> What to produce: Return each line of the records below in which the string "jeans" turns up.

━━━━━ Source material ━━━━━

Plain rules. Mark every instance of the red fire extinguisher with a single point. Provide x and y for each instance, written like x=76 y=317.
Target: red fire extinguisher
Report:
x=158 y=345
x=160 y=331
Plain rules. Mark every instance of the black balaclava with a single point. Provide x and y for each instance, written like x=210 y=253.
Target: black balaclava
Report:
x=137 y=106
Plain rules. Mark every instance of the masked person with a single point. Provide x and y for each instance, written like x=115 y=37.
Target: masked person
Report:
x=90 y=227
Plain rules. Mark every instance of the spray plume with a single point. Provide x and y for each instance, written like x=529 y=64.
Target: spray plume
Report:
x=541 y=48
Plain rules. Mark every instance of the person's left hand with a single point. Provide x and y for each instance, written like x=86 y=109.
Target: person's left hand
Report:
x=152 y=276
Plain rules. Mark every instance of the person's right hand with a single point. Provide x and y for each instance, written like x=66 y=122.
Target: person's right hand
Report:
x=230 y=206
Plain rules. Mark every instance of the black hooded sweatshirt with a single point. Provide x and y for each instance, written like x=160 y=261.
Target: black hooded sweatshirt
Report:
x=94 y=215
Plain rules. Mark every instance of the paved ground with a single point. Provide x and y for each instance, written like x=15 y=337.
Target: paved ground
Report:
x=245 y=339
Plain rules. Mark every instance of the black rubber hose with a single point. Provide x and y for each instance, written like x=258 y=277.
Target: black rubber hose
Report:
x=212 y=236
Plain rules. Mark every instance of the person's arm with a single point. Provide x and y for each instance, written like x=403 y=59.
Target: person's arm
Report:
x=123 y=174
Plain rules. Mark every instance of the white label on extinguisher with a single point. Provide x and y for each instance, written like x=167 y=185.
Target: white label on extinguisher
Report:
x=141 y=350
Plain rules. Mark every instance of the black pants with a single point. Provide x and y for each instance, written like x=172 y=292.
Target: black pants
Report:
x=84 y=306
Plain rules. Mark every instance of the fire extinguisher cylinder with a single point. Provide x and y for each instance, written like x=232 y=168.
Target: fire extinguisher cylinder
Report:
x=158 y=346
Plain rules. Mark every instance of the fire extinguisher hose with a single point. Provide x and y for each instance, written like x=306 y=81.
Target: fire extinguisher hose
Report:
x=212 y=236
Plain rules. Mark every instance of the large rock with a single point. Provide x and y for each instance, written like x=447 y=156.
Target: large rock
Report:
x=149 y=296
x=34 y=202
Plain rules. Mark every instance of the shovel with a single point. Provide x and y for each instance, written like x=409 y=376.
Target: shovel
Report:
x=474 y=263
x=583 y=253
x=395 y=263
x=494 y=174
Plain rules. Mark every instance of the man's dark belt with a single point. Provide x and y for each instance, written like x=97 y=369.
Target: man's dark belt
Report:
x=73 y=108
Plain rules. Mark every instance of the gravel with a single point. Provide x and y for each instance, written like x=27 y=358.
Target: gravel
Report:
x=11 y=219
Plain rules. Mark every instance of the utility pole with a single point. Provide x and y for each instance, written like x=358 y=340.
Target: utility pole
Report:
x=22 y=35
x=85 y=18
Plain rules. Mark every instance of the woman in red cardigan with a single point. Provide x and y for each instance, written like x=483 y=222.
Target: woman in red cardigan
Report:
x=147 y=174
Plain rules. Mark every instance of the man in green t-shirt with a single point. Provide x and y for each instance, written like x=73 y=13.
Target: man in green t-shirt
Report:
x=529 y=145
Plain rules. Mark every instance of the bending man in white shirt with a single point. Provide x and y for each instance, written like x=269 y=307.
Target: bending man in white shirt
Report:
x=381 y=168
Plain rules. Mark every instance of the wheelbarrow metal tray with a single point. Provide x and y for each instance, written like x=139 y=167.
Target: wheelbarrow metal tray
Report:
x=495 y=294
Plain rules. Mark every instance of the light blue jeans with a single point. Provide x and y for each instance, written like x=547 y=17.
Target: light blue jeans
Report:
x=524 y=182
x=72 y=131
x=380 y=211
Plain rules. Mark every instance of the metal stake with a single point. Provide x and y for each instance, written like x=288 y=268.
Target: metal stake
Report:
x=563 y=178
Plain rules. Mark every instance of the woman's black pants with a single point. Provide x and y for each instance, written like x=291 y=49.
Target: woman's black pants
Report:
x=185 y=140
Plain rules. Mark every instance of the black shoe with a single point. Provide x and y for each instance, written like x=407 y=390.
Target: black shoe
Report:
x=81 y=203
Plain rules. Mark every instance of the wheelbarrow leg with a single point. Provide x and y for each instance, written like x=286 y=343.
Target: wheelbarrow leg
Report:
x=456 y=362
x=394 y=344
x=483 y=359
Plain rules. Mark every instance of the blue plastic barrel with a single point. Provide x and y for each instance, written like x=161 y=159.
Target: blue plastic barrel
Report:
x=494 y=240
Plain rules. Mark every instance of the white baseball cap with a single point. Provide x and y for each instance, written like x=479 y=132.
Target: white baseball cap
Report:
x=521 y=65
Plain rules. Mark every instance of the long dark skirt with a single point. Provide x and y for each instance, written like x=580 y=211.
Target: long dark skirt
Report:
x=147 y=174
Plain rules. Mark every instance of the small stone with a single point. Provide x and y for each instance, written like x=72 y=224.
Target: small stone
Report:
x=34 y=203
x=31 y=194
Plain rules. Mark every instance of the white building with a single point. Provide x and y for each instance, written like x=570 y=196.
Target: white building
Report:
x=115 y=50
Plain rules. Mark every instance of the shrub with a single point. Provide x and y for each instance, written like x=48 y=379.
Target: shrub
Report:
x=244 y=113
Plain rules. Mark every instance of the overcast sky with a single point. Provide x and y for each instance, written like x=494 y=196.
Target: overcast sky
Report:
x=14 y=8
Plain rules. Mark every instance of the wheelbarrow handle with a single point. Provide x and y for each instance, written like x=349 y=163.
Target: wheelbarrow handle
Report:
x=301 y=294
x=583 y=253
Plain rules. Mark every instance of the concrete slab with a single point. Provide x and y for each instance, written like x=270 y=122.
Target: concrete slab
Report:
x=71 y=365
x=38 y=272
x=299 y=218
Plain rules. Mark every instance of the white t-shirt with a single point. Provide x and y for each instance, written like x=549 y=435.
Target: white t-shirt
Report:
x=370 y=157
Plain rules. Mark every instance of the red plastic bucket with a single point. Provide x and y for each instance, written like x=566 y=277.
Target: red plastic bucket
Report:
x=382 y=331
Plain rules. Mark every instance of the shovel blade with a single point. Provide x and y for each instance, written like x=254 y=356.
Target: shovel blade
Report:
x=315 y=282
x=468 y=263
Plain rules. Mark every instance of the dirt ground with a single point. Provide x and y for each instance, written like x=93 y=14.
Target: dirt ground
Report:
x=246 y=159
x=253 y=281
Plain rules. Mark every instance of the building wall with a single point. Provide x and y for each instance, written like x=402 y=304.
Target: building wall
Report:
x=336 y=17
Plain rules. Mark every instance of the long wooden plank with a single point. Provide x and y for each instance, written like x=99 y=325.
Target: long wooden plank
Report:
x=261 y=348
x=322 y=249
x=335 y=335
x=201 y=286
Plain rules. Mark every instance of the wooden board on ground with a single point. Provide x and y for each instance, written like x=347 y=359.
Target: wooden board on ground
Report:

━━━━━

> Response:
Plain rules. Mark every instance of the light blue jeans with a single point. Provide x and y for each instance, written like x=547 y=17.
Target: light blue jeans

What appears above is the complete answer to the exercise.